Newswise — Using a hand-held spectral domain optical coherence tomography (SD-OCT) imaging device, researchers have obtained high-resolution retinal scans of premature infants with progressive retinopathy of prematurity (ROP), according to a report in this month’s Archives of Ophthalmology.
Researchers reported the new hand-held devices eliminated many of the technical challenges involved in imaging the retina of infants and can enable shallow detachments and presumed retinoschisis to be diagnosed earlier and more accurately, significantly altering how physicians may classify and treat babies with this disease .
“The SD-OCT demonstrated presumed retinoschisis extending from the temporal ridge in three premature infants. This is a previously undescribed finding during the acute phases of advanced ROP. This advanced imaging can help surgeons determine a course of treatment that could make a difference in saving a child’s sight,” said Dr. Thomas C. Lee, director of the Retina Institute, The Vision Center at Childrens Hospital Los Angeles and corresponding author of the article.

**What you will do:**
A. Copy the passage on infant retinal imaging from "Newswise — Using" to "this disease .", word for word.
B. According to the passage on infant retinal imaging, in how many premature infants did the SD-OCT show presumed retinoschisis extending from the temporal ridge?

**Data shown:**
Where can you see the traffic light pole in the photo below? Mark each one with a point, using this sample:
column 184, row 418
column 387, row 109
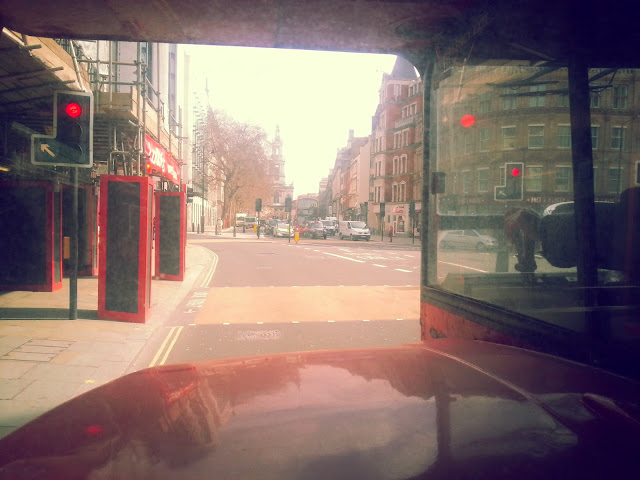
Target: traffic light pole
column 73, row 277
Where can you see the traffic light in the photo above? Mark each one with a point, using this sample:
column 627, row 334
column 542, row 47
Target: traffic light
column 72, row 141
column 467, row 121
column 514, row 182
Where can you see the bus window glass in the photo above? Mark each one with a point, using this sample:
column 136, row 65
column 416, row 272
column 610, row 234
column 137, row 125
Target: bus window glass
column 506, row 225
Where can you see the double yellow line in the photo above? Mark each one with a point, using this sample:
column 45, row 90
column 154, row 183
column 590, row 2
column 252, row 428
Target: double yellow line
column 166, row 347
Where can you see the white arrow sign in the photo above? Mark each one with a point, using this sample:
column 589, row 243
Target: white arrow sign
column 45, row 148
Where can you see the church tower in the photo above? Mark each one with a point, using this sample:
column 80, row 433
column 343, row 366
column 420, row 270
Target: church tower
column 277, row 160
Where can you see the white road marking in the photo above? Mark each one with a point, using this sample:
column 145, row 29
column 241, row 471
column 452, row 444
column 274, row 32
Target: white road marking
column 169, row 342
column 346, row 258
column 161, row 349
column 212, row 270
column 463, row 266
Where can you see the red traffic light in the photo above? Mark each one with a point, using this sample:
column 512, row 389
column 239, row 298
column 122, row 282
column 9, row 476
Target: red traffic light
column 467, row 120
column 73, row 109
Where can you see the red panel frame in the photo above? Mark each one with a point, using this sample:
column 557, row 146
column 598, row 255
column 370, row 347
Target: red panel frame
column 183, row 234
column 144, row 247
column 50, row 284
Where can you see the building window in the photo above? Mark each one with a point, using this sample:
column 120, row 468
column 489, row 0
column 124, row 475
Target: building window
column 509, row 100
column 537, row 100
column 485, row 103
column 563, row 179
column 617, row 138
column 485, row 139
column 620, row 96
column 508, row 137
column 533, row 178
column 563, row 100
column 467, row 143
column 466, row 181
column 564, row 136
column 483, row 180
column 397, row 140
column 595, row 133
column 615, row 180
column 536, row 136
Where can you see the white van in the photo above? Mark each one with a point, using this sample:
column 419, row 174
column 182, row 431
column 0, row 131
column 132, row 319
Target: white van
column 353, row 230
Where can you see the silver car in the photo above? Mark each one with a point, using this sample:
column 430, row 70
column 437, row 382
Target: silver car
column 467, row 240
column 283, row 230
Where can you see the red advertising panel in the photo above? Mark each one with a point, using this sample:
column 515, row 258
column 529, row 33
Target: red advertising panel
column 124, row 282
column 31, row 236
column 160, row 162
column 170, row 235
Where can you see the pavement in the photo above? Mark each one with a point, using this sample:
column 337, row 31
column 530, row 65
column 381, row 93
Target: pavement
column 47, row 359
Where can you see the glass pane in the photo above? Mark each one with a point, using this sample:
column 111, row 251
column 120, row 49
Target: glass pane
column 507, row 233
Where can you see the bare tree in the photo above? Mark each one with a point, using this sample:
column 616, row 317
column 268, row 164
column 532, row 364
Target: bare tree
column 238, row 162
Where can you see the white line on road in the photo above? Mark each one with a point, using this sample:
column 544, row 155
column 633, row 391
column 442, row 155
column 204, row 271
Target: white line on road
column 173, row 342
column 463, row 266
column 212, row 270
column 172, row 331
column 346, row 258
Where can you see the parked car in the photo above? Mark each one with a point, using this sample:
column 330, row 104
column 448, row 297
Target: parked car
column 316, row 230
column 353, row 230
column 330, row 227
column 283, row 230
column 467, row 239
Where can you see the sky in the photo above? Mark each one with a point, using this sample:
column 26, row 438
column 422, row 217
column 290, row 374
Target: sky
column 314, row 97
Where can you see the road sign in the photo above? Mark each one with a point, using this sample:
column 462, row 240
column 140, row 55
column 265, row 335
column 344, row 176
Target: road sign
column 71, row 143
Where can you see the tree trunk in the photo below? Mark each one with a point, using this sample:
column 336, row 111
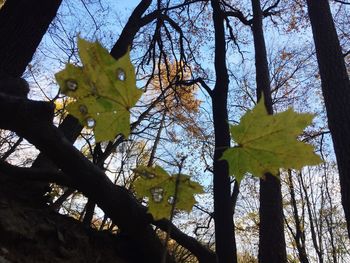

**Answers by task:**
A.
Newswise — Using a hand-held spectral domain optical coherence tomography (SD-OCT) imaging device, researchers have obtained high-resolution retinal scans of premature infants with progressive retinopathy of prematurity (ROP), according to a report in this month’s Archives of Ophthalmology.
Researchers reported the new hand-held devices eliminated many of the technical challenges involved in imaging the retina of infants and can enable shallow detachments and presumed retinoschisis to be diagnosed earlier and more accurately, significantly altering how physicians may classify and treat babies with this disease .

B. Three